### GIVEN PASSAGE ###

Can You Hear Me?
Shenae Osborn, LMSW, MA
I have been suffering with shoulder pain for a couple years now. I have calcification in my shoulder for which the doctor continues to prescribe higher levels of Ibuprofen and cortisone shots in the shoulder. “It should go away soon”, he says as I look at him in awe. I get there are necessary steps to take before having a patient get the issue fixed but how long should that be and how many sleepless nights should a patient go through before they are truly listened to? Today, I was in such excruciating pain with only 3 hours (maximum) of sleep. This is my usual amount of sleep give or take an hour. In taking the Ibuprofen, muscle pain patches, and heating pads alternating with ice packs I was at my wits end. I went to the ER hoping they could give me the cortisone shot there btu instead I was told nothing could be done for me and if I wanted, I could be given a narcotic. I refused the narcotic and decided to stay in pain as I wait for my video visit with the orthopedic surgeon which will once again do nothing and say, “wait it out”.
This pain and inability to get somebody to understand the severity, along with being offered narcotics drew me back to a story I recently heard about from a friend. His sister was his “rock” growing up. He looked up to her and counted on her support during his trying times until in recent years when her back pain was so severe, and the pain meds were no longer doing anything for her that she apparently turned to heroin. This story saddened me but also made sense. As a mental health care professional, I wonder how people get to the place they do. It’s often the norm that when walking past homeless people that seem to be under the influence in one manner or another, we judge and don’t give it a second thought as to how they ended up where they did. When I was offered narcotics in the ER I said, “no thank you”. This isn’t because I worry about an addiction but because it is putting a “band-aid” on the actual problem that keeps getting pushed off and injected with little to no relief.
I don’t feel heard, listen to. My shoulder pain can’t be seen and therefore the magnitude cannot be understood. The only benefit is that an x-ray can show the calcification, which is something, but the pain cannot be seen. This made me think about mental health disorders and how so many people suffer in silence, not believed for what they feel, fear, anguish over. This is why I often say, “just because it can’t be seen, doesn’t mean it doesn’t exist.” Proper health care should require compassion and understanding. It shouldn’t be so difficult to get the care that is needed when it is needed. I am sure everyone has had that time when you need an appointment, but none can be obtained. Health care, yes, it is a business but it is a business where one cares for the health of others. Our country needs to make changes to access to compassionate and immediate care by professionals that have not been burnt out by their profession. Overworked and unrested healthcare professionals only make a patient more vulnerable to feeling unheard and frustrated.
After many calls, I was unable to get an appointment with my physician. I will just have to look forward to another sleepless night until I can finally get into see the doctor but I refuse to rely on medication. Life requires us to be patient, understanding, and at times ensure we advocate for ourselves. It’s okay to be proactive about getting your needs met. It seems to be the only way that people get heard which is a shame but it’s part of the game we call life.

###

▸ AIM OF THE TASK
In the shoulder pain essay, list each remedy the writer was using at home, before going to the ER, while at their wits' end.

### STORED DATA ###

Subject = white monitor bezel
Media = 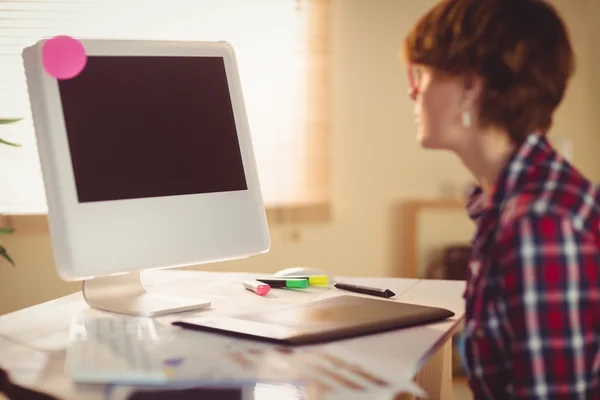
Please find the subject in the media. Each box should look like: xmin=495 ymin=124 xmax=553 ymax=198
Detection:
xmin=23 ymin=39 xmax=270 ymax=280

###

▸ ANSWER SPACE
- Ibuprofen
- Muscle pain patches
- Heating pads
- Ice packs